## [Written task]
Answer these questions using the excerpt below about the WPP chief executive's departure.
1. How many years did the departing chief executive serve at WPP?
2. What Total Shareholder Return over the last twenty years does the company's Annual Report claim?
3. In what year was "Good to Great" first published?

At last the highest paid and longest serving FTSE-100 CEO has departed from WPP after 33 years. His total pay last year was £48 million, down from the previous year’s “single figure” of £70 million. Sir Martin was certainly perceived to be a “star” businessman, and the financial performance of WPP pleased shareholders for many years. Despite recent problems the Annual Report of the company claims a Total Shareholder Return of 1,006% over the last twenty years as against a measly 241% for the FTSE-100.

Will the company find a suitable replacement manager who can continue to grow the business? Will the company survive in its current form or be broken up? Those are the questions all the media are pontificating upon.

My thoughts on this subject were crystalized by reading the business management classic “Good to Great” on a recent holiday break. First published in 2001, the author Jim Collins reported on research he had undertaken to determine what separated out simply “good” companies from the “great” ones, i.e. those that really offered investors superior returns rather than average ones. He also looked at what turned good companies into great ones, i.e. the crystalizing factors or turning points. It’s well worth reading by investors for that reason alone, even if some of the companies reported on as “great” have subsequently gone bust (e.g. Circuit City), and amusingly Berkshire Hathaway was only rated as “good” at the time so was not included in the analysis.

Point labeling examples
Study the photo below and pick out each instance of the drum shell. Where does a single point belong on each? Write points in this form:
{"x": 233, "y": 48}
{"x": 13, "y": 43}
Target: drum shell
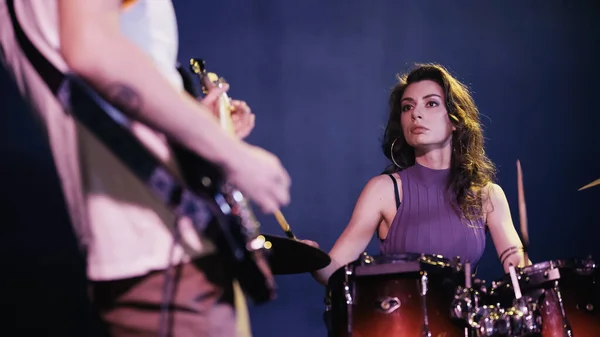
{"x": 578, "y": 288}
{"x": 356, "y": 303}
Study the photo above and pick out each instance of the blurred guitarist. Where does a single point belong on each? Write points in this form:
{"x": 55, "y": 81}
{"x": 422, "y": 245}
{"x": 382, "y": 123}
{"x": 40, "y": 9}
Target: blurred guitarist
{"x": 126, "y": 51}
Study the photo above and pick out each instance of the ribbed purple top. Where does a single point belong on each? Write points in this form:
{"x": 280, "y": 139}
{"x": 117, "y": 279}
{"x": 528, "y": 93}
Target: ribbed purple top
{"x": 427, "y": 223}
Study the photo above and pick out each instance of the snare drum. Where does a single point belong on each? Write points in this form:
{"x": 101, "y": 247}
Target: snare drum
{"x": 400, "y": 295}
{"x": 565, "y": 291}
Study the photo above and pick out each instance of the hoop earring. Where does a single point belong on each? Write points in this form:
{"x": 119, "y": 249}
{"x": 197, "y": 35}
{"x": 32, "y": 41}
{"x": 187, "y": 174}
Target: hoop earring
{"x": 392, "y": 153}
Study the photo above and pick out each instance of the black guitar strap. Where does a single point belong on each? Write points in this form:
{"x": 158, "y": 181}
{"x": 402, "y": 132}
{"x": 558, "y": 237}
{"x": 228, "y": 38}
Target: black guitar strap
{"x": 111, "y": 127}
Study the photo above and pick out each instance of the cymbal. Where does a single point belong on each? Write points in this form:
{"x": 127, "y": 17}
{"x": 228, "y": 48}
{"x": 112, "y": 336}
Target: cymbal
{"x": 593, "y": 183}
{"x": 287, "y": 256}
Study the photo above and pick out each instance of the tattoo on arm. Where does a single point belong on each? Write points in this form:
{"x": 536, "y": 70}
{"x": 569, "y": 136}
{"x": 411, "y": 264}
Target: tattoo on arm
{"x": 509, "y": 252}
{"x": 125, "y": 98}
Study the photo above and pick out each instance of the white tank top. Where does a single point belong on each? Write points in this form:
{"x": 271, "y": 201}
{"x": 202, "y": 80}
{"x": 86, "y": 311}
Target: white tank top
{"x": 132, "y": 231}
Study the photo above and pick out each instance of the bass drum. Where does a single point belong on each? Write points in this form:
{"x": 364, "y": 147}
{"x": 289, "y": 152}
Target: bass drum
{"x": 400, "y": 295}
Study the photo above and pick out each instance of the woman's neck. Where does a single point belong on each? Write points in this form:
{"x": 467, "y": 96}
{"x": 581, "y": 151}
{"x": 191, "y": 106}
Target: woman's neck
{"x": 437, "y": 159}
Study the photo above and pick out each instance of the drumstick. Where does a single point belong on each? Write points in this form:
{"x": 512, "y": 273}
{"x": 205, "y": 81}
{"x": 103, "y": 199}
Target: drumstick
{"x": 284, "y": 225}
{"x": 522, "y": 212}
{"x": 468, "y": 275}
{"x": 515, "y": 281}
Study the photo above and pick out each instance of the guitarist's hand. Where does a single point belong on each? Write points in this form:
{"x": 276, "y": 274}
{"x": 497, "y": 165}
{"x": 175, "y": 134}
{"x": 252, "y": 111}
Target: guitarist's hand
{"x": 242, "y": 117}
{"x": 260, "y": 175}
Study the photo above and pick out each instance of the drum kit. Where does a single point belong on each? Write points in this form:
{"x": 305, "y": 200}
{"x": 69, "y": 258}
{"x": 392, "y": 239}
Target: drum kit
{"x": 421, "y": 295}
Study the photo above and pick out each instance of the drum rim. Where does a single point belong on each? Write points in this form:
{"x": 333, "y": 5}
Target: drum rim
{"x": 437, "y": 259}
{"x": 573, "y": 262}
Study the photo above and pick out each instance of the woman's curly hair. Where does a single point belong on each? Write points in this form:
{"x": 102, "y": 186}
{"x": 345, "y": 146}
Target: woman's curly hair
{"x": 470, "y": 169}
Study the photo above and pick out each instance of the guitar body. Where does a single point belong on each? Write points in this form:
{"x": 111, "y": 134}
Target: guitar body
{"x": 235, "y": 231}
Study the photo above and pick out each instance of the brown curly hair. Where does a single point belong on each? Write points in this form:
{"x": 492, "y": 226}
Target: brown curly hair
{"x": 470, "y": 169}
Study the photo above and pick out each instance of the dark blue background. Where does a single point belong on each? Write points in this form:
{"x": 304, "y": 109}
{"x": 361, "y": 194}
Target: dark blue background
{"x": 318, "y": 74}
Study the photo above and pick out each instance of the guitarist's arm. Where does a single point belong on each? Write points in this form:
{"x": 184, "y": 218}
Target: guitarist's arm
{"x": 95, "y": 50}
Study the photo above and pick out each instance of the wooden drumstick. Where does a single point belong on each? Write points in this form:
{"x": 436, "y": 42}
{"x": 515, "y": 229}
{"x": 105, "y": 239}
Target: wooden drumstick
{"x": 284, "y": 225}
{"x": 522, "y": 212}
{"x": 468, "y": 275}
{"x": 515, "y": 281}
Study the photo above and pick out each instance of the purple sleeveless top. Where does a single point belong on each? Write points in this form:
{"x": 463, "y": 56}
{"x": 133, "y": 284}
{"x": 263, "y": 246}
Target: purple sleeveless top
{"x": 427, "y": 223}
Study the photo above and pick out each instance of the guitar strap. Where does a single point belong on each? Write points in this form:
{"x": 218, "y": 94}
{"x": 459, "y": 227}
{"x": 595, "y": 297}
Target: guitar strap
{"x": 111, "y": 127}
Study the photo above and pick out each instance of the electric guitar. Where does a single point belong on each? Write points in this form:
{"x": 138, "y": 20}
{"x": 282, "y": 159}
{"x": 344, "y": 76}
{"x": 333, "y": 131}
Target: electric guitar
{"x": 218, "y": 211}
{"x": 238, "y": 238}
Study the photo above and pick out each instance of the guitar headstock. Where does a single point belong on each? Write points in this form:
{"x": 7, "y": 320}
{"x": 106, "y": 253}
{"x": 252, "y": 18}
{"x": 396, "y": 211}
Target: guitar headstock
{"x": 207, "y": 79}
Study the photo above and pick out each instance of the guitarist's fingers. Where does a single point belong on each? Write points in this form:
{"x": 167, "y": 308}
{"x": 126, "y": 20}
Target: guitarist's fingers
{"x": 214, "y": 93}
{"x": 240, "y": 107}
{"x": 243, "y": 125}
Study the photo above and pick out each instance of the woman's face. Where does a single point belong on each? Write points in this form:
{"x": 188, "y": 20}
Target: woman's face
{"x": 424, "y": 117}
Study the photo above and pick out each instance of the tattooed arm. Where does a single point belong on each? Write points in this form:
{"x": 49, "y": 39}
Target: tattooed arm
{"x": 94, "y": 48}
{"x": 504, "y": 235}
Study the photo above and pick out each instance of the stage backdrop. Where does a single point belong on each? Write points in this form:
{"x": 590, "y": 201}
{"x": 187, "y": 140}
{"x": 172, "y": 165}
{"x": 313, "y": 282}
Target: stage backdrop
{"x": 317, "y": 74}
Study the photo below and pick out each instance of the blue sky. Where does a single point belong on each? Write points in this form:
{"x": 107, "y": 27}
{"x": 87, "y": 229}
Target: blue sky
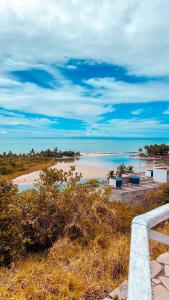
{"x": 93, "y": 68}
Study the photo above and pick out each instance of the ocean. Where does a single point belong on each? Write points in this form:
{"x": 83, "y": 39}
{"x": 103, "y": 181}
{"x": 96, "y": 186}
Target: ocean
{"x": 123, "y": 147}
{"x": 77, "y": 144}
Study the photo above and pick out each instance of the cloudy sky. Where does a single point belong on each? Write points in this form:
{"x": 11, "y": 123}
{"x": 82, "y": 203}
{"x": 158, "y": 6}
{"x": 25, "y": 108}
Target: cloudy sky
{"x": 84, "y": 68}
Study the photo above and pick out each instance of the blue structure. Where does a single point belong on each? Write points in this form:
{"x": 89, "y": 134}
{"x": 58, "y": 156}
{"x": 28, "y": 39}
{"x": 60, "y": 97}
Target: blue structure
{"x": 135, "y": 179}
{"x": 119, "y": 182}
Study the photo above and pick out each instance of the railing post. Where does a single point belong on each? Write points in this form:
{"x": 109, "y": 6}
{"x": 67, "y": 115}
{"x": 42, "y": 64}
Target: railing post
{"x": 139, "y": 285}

## [Response]
1. 33 years
2. 1,006%
3. 2001